§ **Description of the task**:
In the sample JSON log line quoted in the filebeat issue below, list every field whose value is a quoted string.

§ **Given passage**:
++++++
Beats: Allow to overwrite @timestamp with different format

Created on 15 Mar 2019  路  14Comments  路  Source: elastic/beats

For confirmed bugs, please report:

using filebeat to parse log lines like this one:

{"host":"s3-ssl-conn-0.localdomain","service":"sfused","instance":"unconfigured","pid":31737,"trace_type":"op","trace_id":7257574788016540,"span_id":1918366419434151,"parent_span_id":4632228147107467,"@timestamp":"2019-03-15T19:41:07.282853+0000","start_time":1552678867282.853,"end_time":1552678867283.062,"duration_ms":0.208984,"op":"service","layer":"workers_arc_sub","error":false,"cancelled":false,"tid":32534}

returns error as you can see in the following filebeat log:

2019-03-15T19:41:11.564Z        ERROR   jsontransform/jsonhelper.go:53  JSON: Won't overwrite @timestamp because of parsing error: parsing time "2019-03-15T19:41:07.175876+0000" as "2006-01-02T15:04:05Z07:00": cannot parse "+0000" as "Z07:00"

I use a template file where I define that the @timestamp field is a date:

{
    "mappings": {
        "doc": {
            "properties": {
                "layer": {
                    "type": "keyword"
                }, 
                "ip_addr": {
                    "type": "ip"
                }, 
                "string": {
                    "type": "text"
                }, 
                "service": {
                    "type": "keyword"
                }, 
                "@timestamp": {
                    "type": "date"
                }, 
                "parent_span_id": {
                    "index": "false", 
                    "type": "long"
                }, 
                "trace_type": {
                    "type": "keyword"
                }, 
                "trace_id": {
                    "type": "long"
                }, 
                "label": {
                    "type": "keyword"
                }, 
                "ip_port": {
                    "type": "long"
                }, 
                "instance": {
                    "type": "keyword"
                }, 
                "host": {
                    "type": "keyword"
                }, 
                "num": {
                    "type": "keyword"
                }, 
                "end_time": {
                    "type": "double"
                }, 
                "key": {
                    "type": "keyword"
                }, 
                "error": {
                    "type": "boolean"
                }, 
                "cancelled": {
                    "type": "boolean"
++++++
§ **Records provided**:
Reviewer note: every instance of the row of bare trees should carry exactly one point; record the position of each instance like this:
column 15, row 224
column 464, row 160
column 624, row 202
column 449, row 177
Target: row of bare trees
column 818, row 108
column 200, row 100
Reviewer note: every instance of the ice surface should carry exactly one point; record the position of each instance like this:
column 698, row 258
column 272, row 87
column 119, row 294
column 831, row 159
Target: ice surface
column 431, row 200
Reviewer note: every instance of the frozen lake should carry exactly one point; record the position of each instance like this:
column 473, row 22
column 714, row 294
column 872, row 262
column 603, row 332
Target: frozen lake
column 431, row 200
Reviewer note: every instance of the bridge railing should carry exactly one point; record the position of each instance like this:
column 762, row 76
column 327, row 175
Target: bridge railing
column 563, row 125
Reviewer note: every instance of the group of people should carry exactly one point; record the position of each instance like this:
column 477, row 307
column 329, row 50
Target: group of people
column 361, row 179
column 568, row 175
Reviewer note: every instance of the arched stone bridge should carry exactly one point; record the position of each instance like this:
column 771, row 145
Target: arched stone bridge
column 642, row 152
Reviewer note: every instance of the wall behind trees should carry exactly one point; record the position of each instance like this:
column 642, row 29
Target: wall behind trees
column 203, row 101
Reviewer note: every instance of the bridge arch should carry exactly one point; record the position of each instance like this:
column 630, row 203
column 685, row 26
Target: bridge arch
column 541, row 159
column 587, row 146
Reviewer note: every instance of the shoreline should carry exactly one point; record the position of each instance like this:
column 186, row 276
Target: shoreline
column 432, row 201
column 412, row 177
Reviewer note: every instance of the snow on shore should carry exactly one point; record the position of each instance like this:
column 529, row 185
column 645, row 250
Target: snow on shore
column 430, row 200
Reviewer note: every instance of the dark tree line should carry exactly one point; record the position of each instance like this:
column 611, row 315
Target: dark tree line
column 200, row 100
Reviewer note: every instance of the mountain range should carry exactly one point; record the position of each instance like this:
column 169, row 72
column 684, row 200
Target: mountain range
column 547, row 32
++++++
§ **Exercise response**:
host, service, instance, trace_type, @timestamp, op, layer